> Texto:
María de Jesús Vázquez no se interesa por otra cosa que no sea el olvido. Ella busca por todos los medios deshacerse de aquel ruido en su cabeza que fue lo último que escuchó cuando detonó la granada en la Plaza Melchor Ocampo, a unos metros de donde estaba.

“Nunca he olvidado aquel estallido. Fue como un cuete muy fuerte, muy cerca”, señala. Toda la plática que sostiene es con base en ese ruido y lo que vino después. María de Jesús habla como si estuviera en trance.

“Lo peor del caso es que no hay a quién echarle la culpa y ahora hasta los que supuestamente fueron los responsables ya salieron de la cárcel”, dice apretando los labios.

Ella era enfermera, sabe del dolor más de lo que quisiera, así como de medicamentos, agujas, sueros y sangre.

En su carrera le tocó ver de todo. Desfigurados, enfermos terminales, amputados, balaceados, y los horrores que pueden aparecer en un hospital; sin embargo, nunca pensó que sería uno de ellos.

De hecho ella trabajaba no en uno, sino en dos hospitales de la ciudad y era una buena enfermera a quienes sus antiguos patrones reconocieron siempre por su eficiencia y dedicación.

Cuando sufrió el accidente en la Plaza Melchor Ocampo, ella se negó a ser atendida en el IMSS, porque sabía, dice, que ahí “la política es siempre amputar antes que salvar un miembro” y ella llevaba la pierna izquierda destrozada por las esquirlas.

> Ítems del conjunto de datos:
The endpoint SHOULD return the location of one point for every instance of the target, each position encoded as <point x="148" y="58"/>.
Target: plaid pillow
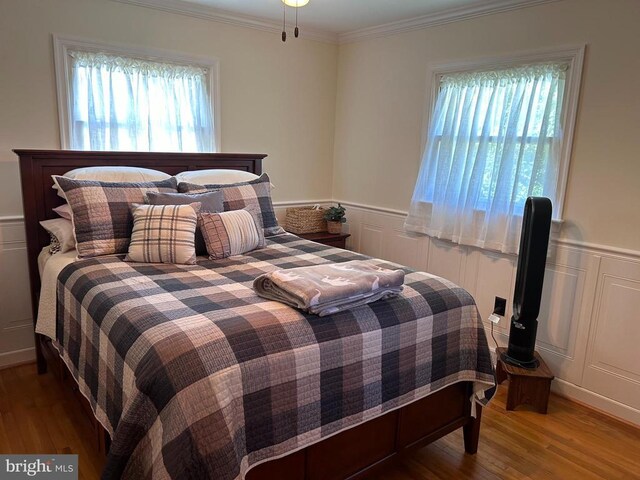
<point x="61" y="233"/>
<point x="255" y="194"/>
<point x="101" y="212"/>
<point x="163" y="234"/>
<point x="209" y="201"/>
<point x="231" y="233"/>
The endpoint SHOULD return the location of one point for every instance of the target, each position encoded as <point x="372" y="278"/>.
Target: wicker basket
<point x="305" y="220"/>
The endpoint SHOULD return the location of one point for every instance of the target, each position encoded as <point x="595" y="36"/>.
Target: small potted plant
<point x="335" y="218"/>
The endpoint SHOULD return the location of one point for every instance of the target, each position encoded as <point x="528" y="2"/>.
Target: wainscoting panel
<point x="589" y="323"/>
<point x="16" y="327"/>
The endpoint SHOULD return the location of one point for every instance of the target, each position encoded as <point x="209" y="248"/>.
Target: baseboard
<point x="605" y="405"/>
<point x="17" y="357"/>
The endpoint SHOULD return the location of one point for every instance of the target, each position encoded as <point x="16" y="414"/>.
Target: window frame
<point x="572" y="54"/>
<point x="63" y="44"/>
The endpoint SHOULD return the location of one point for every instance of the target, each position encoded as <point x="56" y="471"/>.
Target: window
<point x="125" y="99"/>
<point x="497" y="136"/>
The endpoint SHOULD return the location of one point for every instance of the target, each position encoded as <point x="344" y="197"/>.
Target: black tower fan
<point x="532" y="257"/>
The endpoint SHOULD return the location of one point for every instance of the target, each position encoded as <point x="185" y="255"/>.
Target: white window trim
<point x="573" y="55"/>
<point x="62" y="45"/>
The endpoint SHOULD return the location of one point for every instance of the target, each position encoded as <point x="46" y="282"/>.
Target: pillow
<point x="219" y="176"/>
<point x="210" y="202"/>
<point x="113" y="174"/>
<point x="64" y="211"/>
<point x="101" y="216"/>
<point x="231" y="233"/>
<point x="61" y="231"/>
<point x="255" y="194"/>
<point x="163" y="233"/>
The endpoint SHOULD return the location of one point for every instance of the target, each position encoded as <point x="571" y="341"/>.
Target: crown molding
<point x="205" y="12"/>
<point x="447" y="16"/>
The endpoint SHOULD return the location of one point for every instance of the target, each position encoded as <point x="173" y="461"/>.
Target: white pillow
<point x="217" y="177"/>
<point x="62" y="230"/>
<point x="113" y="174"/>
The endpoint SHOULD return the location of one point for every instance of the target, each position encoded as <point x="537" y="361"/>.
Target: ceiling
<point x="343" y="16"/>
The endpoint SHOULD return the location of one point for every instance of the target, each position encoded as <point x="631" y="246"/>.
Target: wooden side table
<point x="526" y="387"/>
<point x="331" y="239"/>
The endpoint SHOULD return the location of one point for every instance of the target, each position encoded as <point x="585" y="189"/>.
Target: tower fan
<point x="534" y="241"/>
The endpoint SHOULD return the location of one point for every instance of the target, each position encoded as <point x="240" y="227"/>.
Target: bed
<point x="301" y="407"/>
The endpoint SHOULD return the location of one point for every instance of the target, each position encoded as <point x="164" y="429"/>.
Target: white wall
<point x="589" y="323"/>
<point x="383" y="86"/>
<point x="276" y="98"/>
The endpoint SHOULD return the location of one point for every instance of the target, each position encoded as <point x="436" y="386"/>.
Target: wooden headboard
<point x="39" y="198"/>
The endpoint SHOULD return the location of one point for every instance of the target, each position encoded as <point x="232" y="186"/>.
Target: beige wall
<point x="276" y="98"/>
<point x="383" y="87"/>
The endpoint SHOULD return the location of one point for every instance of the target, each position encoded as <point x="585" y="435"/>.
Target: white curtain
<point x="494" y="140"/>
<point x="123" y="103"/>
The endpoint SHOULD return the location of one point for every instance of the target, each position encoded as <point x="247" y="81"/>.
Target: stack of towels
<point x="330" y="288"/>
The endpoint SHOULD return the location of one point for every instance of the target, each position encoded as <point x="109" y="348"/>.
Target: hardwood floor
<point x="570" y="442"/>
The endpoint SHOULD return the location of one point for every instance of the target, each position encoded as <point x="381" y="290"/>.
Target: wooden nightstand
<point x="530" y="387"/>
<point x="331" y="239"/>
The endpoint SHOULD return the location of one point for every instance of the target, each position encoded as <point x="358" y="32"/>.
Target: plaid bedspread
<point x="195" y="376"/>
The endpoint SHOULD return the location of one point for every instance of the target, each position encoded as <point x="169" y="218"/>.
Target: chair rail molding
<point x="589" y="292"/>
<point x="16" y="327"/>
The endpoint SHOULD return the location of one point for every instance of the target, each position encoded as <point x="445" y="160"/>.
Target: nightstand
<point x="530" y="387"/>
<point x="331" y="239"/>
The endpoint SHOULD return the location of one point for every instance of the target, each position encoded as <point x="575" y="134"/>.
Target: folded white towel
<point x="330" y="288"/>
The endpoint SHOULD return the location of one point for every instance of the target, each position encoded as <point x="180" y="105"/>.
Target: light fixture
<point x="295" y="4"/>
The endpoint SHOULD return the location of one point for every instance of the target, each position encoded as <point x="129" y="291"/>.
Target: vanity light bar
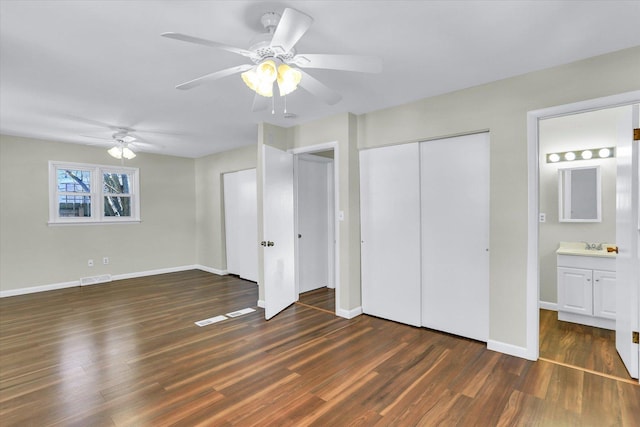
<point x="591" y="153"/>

> Tareas por resolver:
1. En el texto sobre María de Jesús Vázquez, ¿por qué se negó ella a ser atendida en el IMSS?
2. Escribe la continuación del texto sobre María de Jesús Vázquez a partir de la última oración.

> Respuestas:
1. Porque sabía, según dice, que ahí "la política es siempre amputar antes que salvar un miembro".

2.
Recurrió entonces a la clínica particular en donde trabajaba y ahí le pudieron salvar la pierna por unos años más, hasta febrero pasado, cuando después de múltiples operaciones, las pequeñas pero peligrosas astillas de metal de la granada que explotó cerca de ella, terminaron por ganarle la batalla y tuvieron que amputarle el miembro.

El cambio de roles en su vida es algo que nunca olvidará, porque también quedó en la calle solventando los gastos de sus operaciones, ya que el apoyo de sólo mil 500 pesos que le asignó el estado para cada mes desde ese entonces, no le alcanza más que para comprar gasas y algodón, aseguran sus familiares.

Hoy tiene miedo. De un tiempo a la fecha se le ha metido la idea de que pudieran venir a buscarla a su casa los presuntos Zetas que el gobierno federal encarceló por casi siete años como los supuestos autores materiales de la tragedia y luego, recientemente, liberó por falta de pruebas.

“No sé si fueron ellos. Yo no los vi. Nunca me llamaron a testificar, a lo mejor porque ni podía. Sólo sé que ahora estamos como al principio. Nadie pagará por lo que nos hicieron, por desgraciarnos la vida”, remata.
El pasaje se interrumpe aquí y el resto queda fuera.